(Lines of data)
(begin)

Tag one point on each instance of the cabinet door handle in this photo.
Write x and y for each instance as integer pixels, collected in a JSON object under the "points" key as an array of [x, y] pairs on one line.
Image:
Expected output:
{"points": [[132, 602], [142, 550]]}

(end)
(begin)

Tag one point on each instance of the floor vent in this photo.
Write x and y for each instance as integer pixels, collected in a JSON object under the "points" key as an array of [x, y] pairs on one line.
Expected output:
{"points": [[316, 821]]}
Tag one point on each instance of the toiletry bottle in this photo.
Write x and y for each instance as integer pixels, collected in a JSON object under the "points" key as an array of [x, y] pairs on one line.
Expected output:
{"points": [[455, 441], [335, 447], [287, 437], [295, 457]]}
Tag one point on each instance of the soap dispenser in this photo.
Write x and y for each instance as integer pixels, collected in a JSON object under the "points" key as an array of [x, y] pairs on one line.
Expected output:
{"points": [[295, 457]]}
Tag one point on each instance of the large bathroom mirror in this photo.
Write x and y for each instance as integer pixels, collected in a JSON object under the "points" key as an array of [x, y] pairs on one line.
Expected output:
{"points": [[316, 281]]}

(end)

■ **WHAT YOU HAVE TO DO**: Please state how many lines in the rows contain the string "this", treating uppercase and lowercase as different. Reply with the number alone.

■ **TASK RESULT**: 5